**Task brief**
Switch "innermost point" to "central point" in the items from the line with "Question: For every instance of the black" up to and including the line with "[(268, 75)]", and give back only those lines with nothing else changed.
* START Extracted material *
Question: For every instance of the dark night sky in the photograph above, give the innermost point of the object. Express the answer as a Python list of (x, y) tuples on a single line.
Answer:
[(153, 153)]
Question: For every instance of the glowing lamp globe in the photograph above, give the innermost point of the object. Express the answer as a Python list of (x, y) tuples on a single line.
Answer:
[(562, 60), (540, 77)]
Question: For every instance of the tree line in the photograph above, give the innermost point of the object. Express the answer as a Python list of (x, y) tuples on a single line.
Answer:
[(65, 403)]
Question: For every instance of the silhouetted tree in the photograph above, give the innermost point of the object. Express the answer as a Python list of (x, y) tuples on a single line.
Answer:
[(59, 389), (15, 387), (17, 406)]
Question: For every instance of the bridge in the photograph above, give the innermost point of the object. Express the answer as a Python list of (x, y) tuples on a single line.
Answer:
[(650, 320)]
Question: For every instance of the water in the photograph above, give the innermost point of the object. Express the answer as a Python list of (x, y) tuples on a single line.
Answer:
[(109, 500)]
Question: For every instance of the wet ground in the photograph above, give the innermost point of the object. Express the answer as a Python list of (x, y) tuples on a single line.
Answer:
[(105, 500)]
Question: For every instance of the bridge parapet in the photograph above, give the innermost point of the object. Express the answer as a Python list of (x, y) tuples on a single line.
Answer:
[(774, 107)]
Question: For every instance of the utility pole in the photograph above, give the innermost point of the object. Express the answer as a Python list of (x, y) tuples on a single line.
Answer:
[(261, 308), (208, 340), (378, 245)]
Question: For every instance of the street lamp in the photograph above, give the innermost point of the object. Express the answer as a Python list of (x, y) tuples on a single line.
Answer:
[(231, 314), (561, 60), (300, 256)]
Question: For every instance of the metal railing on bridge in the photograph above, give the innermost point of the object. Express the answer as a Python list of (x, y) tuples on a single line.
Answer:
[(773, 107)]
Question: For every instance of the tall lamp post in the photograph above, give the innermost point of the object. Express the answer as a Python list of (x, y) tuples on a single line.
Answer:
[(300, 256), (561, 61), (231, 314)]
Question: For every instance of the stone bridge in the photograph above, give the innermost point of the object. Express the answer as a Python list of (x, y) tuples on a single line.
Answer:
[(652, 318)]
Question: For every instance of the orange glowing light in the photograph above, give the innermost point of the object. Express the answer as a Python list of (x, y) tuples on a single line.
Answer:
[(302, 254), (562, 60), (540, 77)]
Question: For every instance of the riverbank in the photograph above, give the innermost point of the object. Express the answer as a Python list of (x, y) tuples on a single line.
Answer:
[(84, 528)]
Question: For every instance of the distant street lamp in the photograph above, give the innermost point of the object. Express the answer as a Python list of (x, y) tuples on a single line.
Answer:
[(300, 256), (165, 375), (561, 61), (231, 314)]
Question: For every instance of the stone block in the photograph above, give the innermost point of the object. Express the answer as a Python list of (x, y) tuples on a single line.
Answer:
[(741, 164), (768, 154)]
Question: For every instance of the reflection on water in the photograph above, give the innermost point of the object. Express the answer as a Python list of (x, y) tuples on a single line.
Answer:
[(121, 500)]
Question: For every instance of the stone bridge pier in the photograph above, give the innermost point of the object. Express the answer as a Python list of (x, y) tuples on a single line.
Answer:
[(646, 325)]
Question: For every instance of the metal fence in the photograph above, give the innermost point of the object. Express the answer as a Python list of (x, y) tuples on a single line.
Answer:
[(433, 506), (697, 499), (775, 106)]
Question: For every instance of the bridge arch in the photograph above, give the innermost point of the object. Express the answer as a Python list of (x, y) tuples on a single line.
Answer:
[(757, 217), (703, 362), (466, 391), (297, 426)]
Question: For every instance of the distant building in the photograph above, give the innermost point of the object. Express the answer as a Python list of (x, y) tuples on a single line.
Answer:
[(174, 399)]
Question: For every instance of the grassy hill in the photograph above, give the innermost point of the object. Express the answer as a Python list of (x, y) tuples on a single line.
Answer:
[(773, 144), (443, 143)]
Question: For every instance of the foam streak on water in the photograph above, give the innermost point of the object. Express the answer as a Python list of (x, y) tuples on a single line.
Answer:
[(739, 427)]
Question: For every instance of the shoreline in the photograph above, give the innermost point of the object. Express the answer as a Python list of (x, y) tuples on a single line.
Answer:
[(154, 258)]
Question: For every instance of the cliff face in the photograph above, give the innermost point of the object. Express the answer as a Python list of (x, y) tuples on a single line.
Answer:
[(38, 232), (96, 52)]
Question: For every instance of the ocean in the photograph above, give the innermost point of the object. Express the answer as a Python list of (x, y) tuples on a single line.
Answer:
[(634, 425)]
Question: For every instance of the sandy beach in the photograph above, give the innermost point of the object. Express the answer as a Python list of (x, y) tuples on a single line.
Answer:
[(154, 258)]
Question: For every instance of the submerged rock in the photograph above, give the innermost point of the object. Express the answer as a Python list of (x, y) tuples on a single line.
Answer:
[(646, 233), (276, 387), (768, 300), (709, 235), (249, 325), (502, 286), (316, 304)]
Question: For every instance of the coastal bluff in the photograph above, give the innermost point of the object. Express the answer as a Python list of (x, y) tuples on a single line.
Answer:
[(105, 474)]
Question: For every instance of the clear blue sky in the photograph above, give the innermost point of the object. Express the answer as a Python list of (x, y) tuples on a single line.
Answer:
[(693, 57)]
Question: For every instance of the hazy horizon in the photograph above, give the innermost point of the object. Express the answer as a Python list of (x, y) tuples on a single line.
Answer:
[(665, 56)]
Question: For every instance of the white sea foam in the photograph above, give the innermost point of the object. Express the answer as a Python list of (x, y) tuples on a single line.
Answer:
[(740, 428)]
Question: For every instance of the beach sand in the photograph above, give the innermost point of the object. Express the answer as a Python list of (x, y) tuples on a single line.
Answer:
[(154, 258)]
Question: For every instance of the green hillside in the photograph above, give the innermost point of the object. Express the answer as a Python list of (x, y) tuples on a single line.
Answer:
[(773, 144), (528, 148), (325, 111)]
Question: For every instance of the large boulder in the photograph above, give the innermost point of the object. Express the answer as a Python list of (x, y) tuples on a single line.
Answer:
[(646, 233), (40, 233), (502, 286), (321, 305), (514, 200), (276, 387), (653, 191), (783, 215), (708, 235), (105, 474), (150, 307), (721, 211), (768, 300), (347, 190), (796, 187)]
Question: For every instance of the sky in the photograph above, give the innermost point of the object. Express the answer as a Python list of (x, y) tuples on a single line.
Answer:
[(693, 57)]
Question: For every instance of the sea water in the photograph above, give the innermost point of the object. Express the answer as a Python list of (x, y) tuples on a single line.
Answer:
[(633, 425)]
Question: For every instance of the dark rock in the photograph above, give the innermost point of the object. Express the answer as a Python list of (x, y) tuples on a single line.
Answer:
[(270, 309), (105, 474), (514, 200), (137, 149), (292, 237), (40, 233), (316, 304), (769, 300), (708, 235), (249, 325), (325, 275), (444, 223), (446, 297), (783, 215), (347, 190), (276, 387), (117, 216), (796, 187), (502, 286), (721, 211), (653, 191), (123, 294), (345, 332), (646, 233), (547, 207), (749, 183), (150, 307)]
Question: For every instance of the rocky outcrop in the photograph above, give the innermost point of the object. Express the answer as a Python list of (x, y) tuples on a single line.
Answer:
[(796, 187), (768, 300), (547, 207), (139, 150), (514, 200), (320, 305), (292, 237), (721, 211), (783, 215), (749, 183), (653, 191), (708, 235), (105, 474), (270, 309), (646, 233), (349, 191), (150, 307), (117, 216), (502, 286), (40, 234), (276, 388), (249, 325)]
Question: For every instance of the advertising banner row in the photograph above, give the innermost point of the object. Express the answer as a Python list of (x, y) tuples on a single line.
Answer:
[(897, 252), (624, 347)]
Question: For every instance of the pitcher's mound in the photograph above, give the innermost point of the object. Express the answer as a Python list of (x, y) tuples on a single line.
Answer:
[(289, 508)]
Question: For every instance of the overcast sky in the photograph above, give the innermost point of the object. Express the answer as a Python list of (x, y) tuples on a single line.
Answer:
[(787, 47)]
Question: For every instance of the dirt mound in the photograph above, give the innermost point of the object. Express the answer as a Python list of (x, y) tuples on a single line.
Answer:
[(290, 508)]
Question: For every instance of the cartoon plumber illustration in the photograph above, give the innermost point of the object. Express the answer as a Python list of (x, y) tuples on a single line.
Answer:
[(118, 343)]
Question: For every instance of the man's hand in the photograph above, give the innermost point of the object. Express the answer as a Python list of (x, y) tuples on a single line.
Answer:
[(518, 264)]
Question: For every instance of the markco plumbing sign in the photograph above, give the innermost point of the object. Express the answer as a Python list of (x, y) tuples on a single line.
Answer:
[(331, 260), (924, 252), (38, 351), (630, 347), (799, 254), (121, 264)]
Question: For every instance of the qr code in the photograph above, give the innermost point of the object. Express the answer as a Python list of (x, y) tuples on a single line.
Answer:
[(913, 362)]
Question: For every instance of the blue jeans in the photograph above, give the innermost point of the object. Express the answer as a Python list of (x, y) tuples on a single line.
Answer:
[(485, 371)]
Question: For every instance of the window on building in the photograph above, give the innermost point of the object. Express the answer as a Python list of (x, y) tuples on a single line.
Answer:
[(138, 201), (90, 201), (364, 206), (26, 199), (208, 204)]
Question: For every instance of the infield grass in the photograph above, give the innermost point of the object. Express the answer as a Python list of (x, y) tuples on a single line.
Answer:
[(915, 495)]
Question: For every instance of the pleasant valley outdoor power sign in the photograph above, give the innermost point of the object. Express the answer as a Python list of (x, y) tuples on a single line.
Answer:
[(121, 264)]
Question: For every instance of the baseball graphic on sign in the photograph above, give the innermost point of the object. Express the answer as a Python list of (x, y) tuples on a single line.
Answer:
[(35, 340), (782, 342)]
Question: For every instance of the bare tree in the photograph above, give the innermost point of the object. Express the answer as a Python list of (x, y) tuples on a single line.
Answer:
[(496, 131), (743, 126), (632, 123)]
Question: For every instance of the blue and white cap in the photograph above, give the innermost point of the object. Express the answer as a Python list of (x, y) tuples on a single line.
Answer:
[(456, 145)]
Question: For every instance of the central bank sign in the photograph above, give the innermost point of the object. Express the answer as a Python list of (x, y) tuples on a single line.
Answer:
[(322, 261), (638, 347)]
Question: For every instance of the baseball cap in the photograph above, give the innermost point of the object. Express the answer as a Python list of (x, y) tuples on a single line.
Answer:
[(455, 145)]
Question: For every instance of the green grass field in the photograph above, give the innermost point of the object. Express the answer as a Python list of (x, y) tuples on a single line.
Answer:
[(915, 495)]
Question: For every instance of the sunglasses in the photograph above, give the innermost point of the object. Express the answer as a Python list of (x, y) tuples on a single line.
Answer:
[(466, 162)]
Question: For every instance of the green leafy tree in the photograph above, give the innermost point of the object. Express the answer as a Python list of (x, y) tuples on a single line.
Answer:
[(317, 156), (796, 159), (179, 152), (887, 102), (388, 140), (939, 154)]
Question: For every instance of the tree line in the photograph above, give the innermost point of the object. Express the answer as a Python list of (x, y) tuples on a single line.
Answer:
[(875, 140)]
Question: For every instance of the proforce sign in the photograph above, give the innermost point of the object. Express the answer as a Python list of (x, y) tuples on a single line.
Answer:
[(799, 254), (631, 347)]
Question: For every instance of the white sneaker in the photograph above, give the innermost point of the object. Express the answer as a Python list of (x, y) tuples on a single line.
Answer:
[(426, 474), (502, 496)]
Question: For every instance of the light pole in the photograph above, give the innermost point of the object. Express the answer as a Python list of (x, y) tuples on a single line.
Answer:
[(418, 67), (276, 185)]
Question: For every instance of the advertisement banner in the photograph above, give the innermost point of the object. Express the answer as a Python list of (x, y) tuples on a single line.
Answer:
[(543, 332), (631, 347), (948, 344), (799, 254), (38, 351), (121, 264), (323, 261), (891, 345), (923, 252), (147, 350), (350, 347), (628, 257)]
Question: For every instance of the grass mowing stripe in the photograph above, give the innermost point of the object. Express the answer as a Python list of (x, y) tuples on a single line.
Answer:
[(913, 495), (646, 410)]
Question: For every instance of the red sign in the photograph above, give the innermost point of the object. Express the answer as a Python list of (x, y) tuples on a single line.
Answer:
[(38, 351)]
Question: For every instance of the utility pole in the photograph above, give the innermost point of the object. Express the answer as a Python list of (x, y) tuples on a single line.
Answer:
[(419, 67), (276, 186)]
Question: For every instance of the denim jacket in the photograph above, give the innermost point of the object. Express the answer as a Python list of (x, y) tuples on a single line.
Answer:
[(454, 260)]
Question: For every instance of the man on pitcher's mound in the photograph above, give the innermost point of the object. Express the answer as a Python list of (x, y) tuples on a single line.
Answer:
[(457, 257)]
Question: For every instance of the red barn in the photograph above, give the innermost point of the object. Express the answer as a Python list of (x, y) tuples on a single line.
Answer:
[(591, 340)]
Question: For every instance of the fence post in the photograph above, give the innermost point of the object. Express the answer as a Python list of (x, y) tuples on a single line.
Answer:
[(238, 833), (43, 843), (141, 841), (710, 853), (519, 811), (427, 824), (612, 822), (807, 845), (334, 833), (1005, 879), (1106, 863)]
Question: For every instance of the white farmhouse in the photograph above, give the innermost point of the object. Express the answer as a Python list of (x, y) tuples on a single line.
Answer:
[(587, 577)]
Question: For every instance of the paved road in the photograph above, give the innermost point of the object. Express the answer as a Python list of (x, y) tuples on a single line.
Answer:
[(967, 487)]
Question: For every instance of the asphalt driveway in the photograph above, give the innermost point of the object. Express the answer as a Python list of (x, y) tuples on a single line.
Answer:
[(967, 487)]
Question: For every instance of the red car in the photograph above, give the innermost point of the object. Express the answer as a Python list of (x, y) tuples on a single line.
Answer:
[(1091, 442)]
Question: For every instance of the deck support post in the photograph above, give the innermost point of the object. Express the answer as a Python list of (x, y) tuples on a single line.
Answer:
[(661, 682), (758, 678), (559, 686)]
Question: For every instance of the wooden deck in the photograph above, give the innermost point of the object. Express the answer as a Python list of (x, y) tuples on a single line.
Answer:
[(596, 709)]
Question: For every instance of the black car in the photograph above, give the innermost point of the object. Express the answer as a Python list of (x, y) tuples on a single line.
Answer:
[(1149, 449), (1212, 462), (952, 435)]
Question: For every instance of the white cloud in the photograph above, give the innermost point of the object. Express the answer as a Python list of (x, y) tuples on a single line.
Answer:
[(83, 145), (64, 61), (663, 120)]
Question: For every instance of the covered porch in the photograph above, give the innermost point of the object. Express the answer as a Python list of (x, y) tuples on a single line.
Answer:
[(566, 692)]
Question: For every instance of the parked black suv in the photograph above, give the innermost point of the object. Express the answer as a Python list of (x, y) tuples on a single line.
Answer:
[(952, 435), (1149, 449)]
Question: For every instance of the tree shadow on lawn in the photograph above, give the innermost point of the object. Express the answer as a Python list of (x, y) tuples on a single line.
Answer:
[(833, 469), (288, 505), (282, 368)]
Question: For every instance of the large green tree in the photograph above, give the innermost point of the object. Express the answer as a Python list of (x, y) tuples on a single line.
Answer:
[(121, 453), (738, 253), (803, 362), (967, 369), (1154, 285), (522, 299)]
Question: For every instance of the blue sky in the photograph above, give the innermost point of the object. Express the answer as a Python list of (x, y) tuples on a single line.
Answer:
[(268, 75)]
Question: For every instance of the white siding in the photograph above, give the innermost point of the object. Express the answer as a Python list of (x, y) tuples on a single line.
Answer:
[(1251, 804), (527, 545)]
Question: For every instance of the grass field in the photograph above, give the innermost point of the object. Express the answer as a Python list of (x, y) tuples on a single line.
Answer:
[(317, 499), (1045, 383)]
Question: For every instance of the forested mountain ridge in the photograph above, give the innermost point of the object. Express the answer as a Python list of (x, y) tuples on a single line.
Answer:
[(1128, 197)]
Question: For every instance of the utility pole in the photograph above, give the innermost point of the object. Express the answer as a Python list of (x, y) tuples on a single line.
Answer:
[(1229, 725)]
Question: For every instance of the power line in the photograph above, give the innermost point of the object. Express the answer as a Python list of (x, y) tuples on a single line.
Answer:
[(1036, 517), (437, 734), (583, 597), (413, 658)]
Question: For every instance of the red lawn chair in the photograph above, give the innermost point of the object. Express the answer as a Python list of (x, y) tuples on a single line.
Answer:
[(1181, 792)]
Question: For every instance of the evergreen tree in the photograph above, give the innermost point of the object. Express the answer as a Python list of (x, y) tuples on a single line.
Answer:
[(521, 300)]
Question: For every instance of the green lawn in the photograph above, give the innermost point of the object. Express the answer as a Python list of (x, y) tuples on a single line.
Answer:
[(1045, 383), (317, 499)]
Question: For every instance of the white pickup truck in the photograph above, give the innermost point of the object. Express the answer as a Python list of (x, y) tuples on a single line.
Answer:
* END Extracted material *
**Output of the task**
Question: For every instance of the black car in the photograph above, give the central point of the object. Express the answer as a Python list of (x, y) tuples on a single line.
Answer:
[(1149, 449), (1212, 462), (952, 435)]
Question: For every instance of the white cloud in the photograph above, give the central point of the object. Express the answer as a Python list of (x, y) tuples on a single line.
Answer:
[(83, 145), (64, 61), (663, 120)]
Question: For every instance of the covered porch in the photograph above, give the central point of the object. Express the answer as a Python list of (x, y) tuples on a single line.
Answer:
[(566, 692)]
Question: For every instance of the parked black suv in the photograph above, give the central point of the object. Express the answer as a Python list of (x, y) tuples on a single line.
Answer:
[(952, 435), (1149, 449)]
Question: For every instance of the tree shadow on lawn in the photograph above, give the central point of the object. Express the answer as a Python list of (x, y) tuples on a single line.
Answer:
[(833, 469), (288, 505), (282, 368)]
Question: For every instance of the large green tree in the photograph above, give the central point of the object. Express the answer as a Python list of (x, y) tuples on a single line.
Answer:
[(121, 453), (738, 253), (803, 362), (967, 369), (1154, 285), (522, 299)]
Question: For every instance of the blue sky in the photograph above, give the central point of the object. Express the answer as a Python list of (x, y) tuples on a single line.
Answer:
[(268, 75)]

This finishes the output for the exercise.